(Document segment Opens)

We attended the 2023 JwJ National Gathering!

Last month, National JwJ invited affiliate organizations to send representatives to a National Gathering in D.C. for a weekend of connection, strategizing, and recommitting to a shared vision of building worker power through collective bargaining. Not only did we learn about the exciting achievements and victories in movement building around the country, but we reflected on inflection points where organizers changed tactics or recognized another approach. Sharing stories and experiences help us to build our knowledge base and, critically, our relationships with each other.

And what else do organizers do when they get together? They dance!! DC Jobs with Justice asked us to immerse ourselves in the unique history of Go-Go music, a genre specific to DC, which they folded into their campaign of organizing for DC statehood. Pulling people out into the streets to celebrate their music and learn more about why representation matters – DC Jobs with Justice invites DC residents to consider the strength of a majority BIPOC district in Congress.

 

Organizers with North Bay Jobs with Justice, working in Sonoma, Napa, and Marin Counties in California, talked about how they protect workers in a “millionaires’ playground.” Given its global reputation for wine production, the region’s agricultural sector depends upon the labor and deep cultivation knowledge that migrant and temporary workers bring with them to sustain the soil and the harvest. At the same time, workers are on the frontlines of the climate emergency. North Bay JwJ shows up for those workers in many ways, including showing up in the wee hours of the morning during harvest to meet with agricultural workers, to share resources, and to serve as watchdogs. When bad actors are discovered, North Bay JwJ shows up to protests with their enormous mascot – a red-capped Acorn Woodpecker – to shame them and demand fair wages and safe work conditions.

 

Arizona JwJ leader Steve Valencia was recognized for his long-time commitment to fighting for workers’ rights through community and labor organizing. The Arizona team recently hired its first paid organizer, who is building on that coalition’s deep roots by organizing community to fight for migrants’ rights to fair legal representation in court. We learned about how small organizations, like the Tompkins County Workers Center, has galvanized change in Ithaca and around the Finger Lakes region through union drives, campaigns to raise the minimum wage to the living wage, and a statewide push to restore unemployment and other benefits to “excluded” workers in industries, like gig work and other private contracting.

 

I attended a panel discussion and conversation about rural organizing, since I am based in the Connecticut River Valley in Western Massachusetts. The region is a well-known for its agricultural abundance, but also for the jobs in education, healthcare, and emerging areas, like cannabis. It was great to connect with other organizers building worker and community solidary beyond major metropolises– and to learn about what “rural” means in different parts of the US. I learned about how JwJ in East Tennessee has been creating more apprenticeship programs to create pipeline to good union jobs, especially in former coal mining towns in Appalachia. And an organizer in Southern Oregon spoke about the challenges of fighting for larger gains in workers’ rights when facing immediate needs from climate catastrophes that have struck the Pacific Northwest.

Through panel discussions, small roundtables, and casual conversations over meals we connected across big issues – workers’ rights, family and medical leave, legal representation, attacks on education, climate change. Our organizations are grappling with campaigns and problems that are deeply informed by our different geographies, land histories, and diverse policy landscapes, but it is in this tremendous network of knowledge that we are able to create powerful coalitions that affect change.

(Document segment Closes)
(Source information Opens)

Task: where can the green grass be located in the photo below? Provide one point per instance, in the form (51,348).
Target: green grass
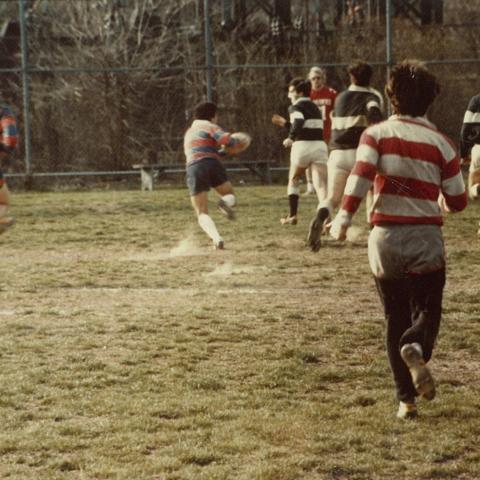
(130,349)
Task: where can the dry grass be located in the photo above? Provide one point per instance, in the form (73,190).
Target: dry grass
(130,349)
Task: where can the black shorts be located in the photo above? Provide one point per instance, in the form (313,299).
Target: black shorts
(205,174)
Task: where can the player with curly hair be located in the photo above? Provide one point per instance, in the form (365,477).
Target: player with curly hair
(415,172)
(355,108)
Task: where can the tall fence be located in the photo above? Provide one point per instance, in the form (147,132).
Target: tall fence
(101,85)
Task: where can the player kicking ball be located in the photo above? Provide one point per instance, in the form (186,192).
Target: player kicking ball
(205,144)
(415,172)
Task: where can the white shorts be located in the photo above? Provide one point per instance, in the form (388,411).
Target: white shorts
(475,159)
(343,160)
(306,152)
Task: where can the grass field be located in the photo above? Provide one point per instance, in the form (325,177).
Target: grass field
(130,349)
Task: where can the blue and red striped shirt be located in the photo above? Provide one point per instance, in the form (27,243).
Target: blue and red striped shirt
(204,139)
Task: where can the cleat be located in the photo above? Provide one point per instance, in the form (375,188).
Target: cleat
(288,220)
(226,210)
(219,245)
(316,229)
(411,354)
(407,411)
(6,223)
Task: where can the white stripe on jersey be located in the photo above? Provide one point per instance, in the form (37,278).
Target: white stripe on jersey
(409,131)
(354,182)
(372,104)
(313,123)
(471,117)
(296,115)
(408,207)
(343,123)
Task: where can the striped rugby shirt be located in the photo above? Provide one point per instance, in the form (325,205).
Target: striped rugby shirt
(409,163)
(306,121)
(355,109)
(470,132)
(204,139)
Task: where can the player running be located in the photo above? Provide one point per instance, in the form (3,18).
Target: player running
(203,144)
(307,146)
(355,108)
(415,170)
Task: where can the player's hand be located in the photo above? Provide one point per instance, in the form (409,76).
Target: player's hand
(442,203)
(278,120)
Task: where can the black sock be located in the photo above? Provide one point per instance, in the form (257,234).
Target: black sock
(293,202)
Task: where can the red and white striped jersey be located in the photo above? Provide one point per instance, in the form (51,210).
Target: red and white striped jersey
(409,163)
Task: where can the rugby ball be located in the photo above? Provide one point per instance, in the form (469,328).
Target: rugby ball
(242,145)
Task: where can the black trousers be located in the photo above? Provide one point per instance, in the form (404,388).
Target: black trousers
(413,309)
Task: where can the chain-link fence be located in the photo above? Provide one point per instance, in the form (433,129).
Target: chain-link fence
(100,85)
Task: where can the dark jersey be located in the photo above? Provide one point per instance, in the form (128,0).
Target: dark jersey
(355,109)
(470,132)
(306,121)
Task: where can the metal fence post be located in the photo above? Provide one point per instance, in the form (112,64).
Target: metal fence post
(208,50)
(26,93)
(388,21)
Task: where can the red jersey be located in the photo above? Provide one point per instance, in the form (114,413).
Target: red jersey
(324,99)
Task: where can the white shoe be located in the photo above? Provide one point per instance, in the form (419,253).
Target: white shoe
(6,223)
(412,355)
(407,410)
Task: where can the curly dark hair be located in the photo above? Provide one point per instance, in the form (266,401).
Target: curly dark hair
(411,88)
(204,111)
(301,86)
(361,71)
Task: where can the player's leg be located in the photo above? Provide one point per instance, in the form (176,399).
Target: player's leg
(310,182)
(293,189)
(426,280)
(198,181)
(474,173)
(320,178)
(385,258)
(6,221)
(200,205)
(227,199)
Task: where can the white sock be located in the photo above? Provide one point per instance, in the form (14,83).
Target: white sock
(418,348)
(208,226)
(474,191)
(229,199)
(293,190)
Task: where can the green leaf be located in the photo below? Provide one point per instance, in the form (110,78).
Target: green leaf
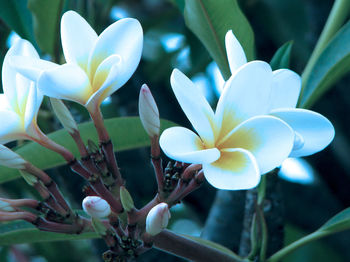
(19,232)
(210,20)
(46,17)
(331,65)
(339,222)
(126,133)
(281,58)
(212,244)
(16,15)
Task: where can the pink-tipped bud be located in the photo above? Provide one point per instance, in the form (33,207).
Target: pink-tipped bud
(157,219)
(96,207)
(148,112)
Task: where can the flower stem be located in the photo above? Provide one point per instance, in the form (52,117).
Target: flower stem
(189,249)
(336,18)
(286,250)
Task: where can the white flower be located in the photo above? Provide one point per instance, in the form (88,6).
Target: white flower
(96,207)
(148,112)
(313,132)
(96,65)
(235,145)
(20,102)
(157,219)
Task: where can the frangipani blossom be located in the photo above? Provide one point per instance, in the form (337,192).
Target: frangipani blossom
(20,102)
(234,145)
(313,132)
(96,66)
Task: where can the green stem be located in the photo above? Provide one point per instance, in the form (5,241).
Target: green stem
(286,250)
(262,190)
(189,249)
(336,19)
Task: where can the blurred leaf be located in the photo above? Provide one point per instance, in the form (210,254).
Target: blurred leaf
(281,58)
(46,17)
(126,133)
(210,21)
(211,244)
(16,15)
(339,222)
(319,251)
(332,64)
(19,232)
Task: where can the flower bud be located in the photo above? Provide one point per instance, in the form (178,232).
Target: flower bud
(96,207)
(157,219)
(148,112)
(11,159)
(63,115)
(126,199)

(Source information Closes)

### What you are asked to do
List the big issues that, according to the post about the 2023 JwJ National Gathering, attendees connected across through panel discussions, small roundtables, and casual conversations over meals. The records have no connection to the post about the 2023 JwJ National Gathering.

### Your response
- workers' rights
- family and medical leave
- legal representation
- attacks on education
- climate change